Stated exercise: Can you repeat the listing below word for word, with nothing changed?

(Stored items)
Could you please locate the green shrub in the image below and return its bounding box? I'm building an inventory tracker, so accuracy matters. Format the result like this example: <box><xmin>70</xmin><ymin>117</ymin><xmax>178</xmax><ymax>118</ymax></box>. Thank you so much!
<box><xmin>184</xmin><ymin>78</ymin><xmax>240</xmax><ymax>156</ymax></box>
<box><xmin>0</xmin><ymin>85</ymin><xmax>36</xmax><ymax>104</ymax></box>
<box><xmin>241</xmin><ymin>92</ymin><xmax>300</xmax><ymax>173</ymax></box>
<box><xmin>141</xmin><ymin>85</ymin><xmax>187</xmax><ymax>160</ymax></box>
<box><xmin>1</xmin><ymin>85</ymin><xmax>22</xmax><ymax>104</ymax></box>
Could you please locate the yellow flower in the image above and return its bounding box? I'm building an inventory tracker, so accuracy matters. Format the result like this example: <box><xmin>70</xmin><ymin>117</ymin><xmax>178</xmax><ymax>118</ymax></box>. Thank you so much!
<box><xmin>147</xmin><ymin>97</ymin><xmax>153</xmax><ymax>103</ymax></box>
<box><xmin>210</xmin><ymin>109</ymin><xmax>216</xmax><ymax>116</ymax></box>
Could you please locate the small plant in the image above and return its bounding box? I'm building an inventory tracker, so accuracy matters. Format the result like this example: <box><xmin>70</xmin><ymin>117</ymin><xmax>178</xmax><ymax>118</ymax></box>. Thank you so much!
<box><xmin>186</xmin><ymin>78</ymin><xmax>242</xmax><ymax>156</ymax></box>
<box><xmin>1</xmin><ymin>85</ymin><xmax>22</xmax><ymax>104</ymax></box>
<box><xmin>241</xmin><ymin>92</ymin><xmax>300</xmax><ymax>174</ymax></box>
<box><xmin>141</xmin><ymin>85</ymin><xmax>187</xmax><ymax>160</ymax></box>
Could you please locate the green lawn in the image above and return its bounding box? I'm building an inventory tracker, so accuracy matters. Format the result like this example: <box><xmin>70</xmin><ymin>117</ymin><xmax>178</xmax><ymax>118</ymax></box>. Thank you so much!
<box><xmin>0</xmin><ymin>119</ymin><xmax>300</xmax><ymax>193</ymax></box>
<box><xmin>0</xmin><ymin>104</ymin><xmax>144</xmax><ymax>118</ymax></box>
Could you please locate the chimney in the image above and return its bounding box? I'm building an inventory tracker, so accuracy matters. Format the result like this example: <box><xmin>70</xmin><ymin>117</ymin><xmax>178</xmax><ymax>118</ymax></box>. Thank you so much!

Exercise response:
Could you please locate the green shrub in the image below and return its bounding box? I'm building an inventory tracker, so accuracy matters. Format the result like this example: <box><xmin>70</xmin><ymin>117</ymin><xmax>178</xmax><ymax>118</ymax></box>. Thank you so much!
<box><xmin>184</xmin><ymin>78</ymin><xmax>240</xmax><ymax>156</ymax></box>
<box><xmin>0</xmin><ymin>85</ymin><xmax>36</xmax><ymax>104</ymax></box>
<box><xmin>241</xmin><ymin>92</ymin><xmax>300</xmax><ymax>173</ymax></box>
<box><xmin>141</xmin><ymin>85</ymin><xmax>187</xmax><ymax>160</ymax></box>
<box><xmin>1</xmin><ymin>85</ymin><xmax>22</xmax><ymax>104</ymax></box>
Could you please locate the yellow flower in the image above and return its bounding box? I'm building an inventory tracker, so accuracy matters. Format the result like this example: <box><xmin>70</xmin><ymin>117</ymin><xmax>178</xmax><ymax>118</ymax></box>. Thank you so much!
<box><xmin>147</xmin><ymin>97</ymin><xmax>153</xmax><ymax>103</ymax></box>
<box><xmin>210</xmin><ymin>109</ymin><xmax>216</xmax><ymax>116</ymax></box>
Could you please locate the small plant in the image above and return its bounding box? I'm building an inventory tracker, so accuracy matters. Format the result like this example: <box><xmin>70</xmin><ymin>117</ymin><xmax>178</xmax><ymax>118</ymax></box>. Thank you so much!
<box><xmin>186</xmin><ymin>78</ymin><xmax>242</xmax><ymax>156</ymax></box>
<box><xmin>1</xmin><ymin>85</ymin><xmax>22</xmax><ymax>104</ymax></box>
<box><xmin>241</xmin><ymin>92</ymin><xmax>300</xmax><ymax>174</ymax></box>
<box><xmin>141</xmin><ymin>85</ymin><xmax>187</xmax><ymax>160</ymax></box>
Could you please locate the green lawn in the image above and return its bounding box? I'm building an inventory tracker, so accuracy matters. Format the result like this example: <box><xmin>70</xmin><ymin>117</ymin><xmax>178</xmax><ymax>118</ymax></box>. Thank you so much!
<box><xmin>0</xmin><ymin>119</ymin><xmax>300</xmax><ymax>193</ymax></box>
<box><xmin>0</xmin><ymin>104</ymin><xmax>144</xmax><ymax>118</ymax></box>
Could you please locate the chimney in the image above and return its bounding box? I'm building an inventory tracker, so accuracy matters. Format the result like this example: <box><xmin>70</xmin><ymin>117</ymin><xmax>178</xmax><ymax>118</ymax></box>. Thank you so much!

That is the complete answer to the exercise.